REQUIREMENT
Repeat the records below word for word, but start at the line that contains "Keypoint placement for each instance of the white road", stop after the last line, and include nothing else.

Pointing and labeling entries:
## BEGIN
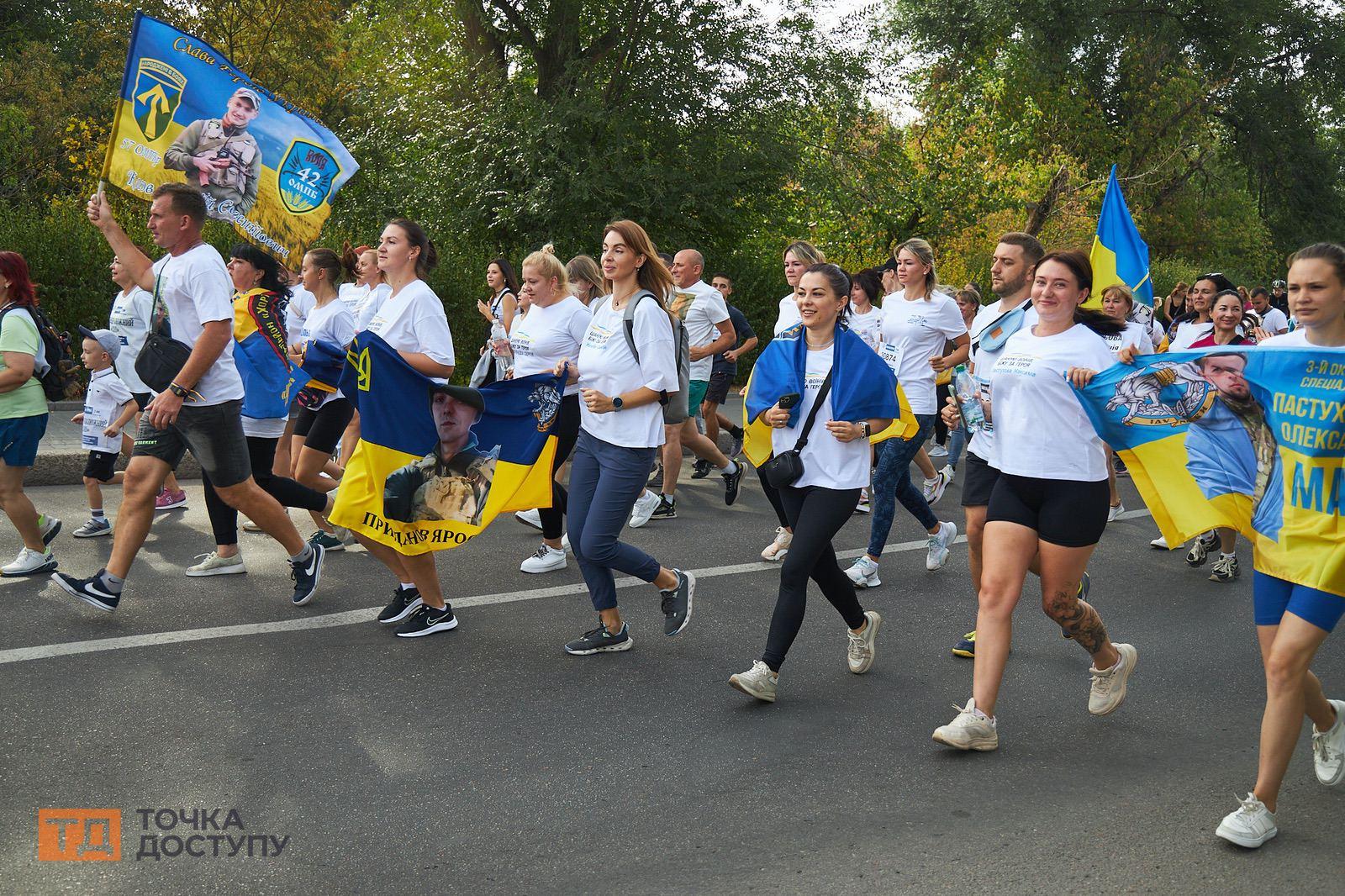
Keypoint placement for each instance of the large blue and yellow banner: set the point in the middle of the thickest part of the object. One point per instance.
(436, 463)
(186, 113)
(1120, 255)
(1250, 439)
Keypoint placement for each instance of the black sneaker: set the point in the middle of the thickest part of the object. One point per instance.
(677, 604)
(731, 485)
(600, 640)
(404, 602)
(666, 509)
(427, 620)
(307, 575)
(89, 591)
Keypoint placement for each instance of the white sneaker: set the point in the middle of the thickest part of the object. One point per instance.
(30, 562)
(780, 546)
(1250, 825)
(972, 730)
(1329, 748)
(1109, 687)
(860, 650)
(936, 553)
(213, 564)
(759, 683)
(864, 573)
(545, 560)
(645, 508)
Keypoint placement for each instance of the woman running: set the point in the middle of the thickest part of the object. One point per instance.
(916, 323)
(1051, 498)
(414, 323)
(259, 307)
(1293, 622)
(840, 392)
(551, 331)
(323, 416)
(623, 378)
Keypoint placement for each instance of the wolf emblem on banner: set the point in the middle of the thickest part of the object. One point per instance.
(156, 96)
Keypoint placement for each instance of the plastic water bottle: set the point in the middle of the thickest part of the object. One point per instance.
(968, 398)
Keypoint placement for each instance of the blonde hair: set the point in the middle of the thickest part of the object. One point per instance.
(546, 264)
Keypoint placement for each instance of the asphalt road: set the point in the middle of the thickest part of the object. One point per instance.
(488, 761)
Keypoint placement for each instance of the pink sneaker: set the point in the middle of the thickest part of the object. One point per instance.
(168, 499)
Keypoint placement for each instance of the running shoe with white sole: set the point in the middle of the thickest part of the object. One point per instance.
(1329, 748)
(545, 560)
(938, 546)
(1250, 825)
(213, 564)
(861, 647)
(759, 683)
(864, 573)
(1109, 687)
(970, 730)
(780, 546)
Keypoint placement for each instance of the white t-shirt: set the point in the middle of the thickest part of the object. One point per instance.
(1042, 430)
(1188, 333)
(919, 329)
(699, 307)
(868, 326)
(827, 461)
(300, 303)
(545, 335)
(607, 365)
(104, 403)
(1134, 334)
(414, 320)
(131, 316)
(197, 289)
(789, 315)
(333, 323)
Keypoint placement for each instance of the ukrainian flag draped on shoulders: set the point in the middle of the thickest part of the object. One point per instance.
(401, 490)
(862, 387)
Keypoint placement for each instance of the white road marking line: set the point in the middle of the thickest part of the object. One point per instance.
(356, 616)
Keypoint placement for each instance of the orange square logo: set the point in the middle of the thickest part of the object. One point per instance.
(80, 835)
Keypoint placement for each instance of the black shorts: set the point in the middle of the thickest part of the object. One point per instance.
(101, 466)
(1066, 513)
(322, 430)
(978, 481)
(717, 392)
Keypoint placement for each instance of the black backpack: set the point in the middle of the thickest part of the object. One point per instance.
(55, 350)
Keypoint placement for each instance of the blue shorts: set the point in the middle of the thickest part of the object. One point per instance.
## END
TASK RESPONSE
Keypoint placement for each instance of the white road marking line: set the point in the middle of the thickest part of the object. One point per instance.
(356, 616)
Keypoint placement for each instance of the orange square logo: set the point in the middle of the thickest part of the object. One point per instance.
(80, 835)
Keypoint placement for each instance of the black shorts: set the point in the middle of the thickest part of the object. One point per instance.
(101, 466)
(1066, 513)
(322, 430)
(978, 481)
(717, 392)
Keypoint placement for each instance of the black backpack: set the point in the middle of the thickest part of the object. One point per instance.
(55, 350)
Keypoint placement for each instance of the blue shorts: set the point in the middle of the thickest part of the object. One point per instance.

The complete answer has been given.